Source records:
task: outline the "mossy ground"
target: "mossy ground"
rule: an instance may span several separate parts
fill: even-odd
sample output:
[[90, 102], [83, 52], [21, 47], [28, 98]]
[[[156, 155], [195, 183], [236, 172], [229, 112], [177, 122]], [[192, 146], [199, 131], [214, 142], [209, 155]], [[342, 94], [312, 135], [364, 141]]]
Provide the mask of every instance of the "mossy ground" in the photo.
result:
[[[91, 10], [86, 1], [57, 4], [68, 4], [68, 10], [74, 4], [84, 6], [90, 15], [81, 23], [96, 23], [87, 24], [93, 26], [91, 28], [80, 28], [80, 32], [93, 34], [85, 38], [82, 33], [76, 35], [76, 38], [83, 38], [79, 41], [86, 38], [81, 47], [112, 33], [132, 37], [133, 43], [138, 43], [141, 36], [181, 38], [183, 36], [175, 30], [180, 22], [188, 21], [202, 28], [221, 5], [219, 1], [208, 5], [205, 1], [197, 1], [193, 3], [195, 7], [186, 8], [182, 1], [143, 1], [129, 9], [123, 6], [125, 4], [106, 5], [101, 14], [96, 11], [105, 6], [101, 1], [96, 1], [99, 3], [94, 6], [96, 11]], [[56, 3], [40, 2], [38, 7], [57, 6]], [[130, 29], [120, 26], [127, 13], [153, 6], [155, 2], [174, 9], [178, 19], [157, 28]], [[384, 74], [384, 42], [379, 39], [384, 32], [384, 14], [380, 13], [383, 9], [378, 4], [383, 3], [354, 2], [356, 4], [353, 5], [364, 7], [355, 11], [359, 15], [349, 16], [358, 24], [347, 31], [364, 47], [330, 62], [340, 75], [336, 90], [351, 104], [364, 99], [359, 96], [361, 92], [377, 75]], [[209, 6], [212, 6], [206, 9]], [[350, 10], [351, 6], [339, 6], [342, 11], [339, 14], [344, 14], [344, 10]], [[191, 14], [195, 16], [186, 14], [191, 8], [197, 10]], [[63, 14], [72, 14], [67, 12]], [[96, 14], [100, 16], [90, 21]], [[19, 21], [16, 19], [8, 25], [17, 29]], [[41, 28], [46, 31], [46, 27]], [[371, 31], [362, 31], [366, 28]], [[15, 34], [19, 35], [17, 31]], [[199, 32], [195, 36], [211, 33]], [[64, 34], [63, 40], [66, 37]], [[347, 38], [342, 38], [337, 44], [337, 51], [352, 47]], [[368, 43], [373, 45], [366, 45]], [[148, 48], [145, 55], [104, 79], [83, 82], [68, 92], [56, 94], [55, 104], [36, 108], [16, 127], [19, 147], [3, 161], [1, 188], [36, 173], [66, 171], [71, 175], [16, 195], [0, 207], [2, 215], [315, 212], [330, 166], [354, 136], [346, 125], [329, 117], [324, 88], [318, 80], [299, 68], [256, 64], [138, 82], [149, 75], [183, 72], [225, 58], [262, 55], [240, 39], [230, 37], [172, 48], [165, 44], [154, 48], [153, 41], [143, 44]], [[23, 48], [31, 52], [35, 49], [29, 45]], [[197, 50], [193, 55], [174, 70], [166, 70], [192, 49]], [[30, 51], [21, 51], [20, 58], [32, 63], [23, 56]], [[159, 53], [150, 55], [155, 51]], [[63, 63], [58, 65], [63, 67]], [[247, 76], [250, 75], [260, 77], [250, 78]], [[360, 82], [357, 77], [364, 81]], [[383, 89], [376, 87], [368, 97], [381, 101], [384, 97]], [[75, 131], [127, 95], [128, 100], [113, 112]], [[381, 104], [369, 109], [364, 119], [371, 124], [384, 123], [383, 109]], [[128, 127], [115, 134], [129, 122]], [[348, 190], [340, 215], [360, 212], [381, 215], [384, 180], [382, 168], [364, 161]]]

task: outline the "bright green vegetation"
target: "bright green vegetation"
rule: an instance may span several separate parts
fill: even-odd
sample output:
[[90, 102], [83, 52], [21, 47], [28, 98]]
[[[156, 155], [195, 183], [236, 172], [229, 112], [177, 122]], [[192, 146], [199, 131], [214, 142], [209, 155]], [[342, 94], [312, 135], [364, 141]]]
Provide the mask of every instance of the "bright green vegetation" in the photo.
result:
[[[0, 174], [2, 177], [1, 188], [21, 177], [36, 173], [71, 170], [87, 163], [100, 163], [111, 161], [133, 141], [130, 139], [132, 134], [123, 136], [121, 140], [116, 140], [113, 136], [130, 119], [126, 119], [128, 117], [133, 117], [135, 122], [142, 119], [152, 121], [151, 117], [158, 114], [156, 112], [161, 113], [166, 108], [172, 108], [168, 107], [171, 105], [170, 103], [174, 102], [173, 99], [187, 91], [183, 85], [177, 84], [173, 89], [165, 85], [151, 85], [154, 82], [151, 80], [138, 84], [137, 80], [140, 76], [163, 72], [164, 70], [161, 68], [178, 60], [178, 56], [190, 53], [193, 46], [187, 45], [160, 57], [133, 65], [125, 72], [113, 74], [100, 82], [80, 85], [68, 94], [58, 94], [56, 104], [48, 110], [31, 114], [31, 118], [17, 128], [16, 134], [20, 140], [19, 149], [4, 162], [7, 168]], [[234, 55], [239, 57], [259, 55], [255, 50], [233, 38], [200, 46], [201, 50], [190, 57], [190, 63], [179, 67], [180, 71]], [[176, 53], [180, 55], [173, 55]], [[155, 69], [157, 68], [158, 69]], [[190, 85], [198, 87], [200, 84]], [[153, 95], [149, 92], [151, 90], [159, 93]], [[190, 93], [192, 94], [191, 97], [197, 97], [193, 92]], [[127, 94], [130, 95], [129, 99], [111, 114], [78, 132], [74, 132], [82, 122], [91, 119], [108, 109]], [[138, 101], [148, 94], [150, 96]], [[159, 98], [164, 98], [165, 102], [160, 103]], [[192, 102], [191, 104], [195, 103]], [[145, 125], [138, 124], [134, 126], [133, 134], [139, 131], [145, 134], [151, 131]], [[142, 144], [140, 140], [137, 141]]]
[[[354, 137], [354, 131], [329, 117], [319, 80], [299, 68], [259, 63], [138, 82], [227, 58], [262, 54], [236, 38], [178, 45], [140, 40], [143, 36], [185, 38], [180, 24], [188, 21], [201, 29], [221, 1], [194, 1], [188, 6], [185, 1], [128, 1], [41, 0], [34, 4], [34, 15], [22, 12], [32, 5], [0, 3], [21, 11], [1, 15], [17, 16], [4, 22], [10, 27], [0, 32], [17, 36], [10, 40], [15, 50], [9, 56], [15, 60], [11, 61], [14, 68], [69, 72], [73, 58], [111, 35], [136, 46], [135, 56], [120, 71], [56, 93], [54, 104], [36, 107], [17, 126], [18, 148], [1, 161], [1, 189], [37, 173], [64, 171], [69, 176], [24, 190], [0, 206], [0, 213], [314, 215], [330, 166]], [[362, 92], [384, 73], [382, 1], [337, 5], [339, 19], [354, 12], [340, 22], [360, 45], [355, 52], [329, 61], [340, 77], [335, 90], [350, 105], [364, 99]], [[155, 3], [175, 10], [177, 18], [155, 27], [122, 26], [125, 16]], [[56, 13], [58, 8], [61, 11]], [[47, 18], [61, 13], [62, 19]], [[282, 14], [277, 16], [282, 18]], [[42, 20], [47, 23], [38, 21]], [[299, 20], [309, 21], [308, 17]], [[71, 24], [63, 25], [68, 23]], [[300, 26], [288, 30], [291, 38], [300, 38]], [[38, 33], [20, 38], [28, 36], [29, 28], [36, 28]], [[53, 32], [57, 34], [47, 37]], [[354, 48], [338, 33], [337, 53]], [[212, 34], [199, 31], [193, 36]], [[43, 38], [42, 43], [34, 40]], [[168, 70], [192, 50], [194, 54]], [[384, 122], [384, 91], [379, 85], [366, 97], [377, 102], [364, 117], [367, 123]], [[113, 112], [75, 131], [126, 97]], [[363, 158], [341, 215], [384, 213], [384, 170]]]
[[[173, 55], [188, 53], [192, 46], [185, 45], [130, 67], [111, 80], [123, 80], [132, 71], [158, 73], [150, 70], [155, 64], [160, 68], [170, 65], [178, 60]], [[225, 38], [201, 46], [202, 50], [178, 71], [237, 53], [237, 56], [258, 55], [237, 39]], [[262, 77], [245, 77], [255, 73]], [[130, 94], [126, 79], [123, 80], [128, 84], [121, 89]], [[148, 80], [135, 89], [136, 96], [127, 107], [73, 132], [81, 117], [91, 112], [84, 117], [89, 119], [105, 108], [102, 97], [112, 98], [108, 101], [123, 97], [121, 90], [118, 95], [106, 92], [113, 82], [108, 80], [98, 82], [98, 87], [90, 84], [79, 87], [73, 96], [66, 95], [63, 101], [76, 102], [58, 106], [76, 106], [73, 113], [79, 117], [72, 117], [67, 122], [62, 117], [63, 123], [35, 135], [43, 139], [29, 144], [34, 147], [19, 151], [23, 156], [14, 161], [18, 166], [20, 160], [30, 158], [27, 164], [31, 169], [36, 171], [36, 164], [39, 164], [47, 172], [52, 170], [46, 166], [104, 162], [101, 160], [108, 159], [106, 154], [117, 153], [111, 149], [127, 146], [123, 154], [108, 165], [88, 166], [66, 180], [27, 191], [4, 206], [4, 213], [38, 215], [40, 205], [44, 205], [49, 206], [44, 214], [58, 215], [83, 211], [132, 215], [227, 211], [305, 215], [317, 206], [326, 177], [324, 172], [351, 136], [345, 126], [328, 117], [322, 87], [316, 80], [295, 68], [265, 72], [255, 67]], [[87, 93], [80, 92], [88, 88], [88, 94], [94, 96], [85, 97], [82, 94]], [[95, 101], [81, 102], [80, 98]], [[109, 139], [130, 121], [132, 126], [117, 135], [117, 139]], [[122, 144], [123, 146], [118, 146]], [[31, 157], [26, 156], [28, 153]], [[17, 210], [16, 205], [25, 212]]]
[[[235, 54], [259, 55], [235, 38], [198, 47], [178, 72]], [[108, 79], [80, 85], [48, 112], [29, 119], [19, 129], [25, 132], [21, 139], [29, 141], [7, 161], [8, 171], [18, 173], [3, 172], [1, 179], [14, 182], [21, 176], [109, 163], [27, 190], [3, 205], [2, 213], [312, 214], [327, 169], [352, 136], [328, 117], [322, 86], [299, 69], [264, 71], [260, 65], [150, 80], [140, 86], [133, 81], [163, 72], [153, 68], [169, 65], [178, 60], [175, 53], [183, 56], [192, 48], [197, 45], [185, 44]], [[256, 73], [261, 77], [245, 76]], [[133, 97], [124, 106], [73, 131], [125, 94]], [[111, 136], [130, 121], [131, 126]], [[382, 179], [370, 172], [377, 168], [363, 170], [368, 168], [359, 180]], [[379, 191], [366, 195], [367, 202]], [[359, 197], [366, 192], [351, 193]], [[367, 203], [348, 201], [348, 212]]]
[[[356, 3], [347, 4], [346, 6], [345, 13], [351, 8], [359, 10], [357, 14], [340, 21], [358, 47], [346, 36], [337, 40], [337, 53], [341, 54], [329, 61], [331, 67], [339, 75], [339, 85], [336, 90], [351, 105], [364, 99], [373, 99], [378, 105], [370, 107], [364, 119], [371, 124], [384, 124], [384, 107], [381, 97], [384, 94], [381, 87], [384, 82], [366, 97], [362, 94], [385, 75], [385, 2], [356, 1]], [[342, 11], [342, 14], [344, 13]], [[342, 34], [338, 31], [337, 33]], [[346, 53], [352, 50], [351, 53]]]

Exercise brief: Report each line of the records above that contains the word "Provide", copying every such line in full.

Complete output:
Provide the mask of every instance of the "mossy ground" in the photo.
Provide the mask of every instance of the "bright green vegetation" in the photo.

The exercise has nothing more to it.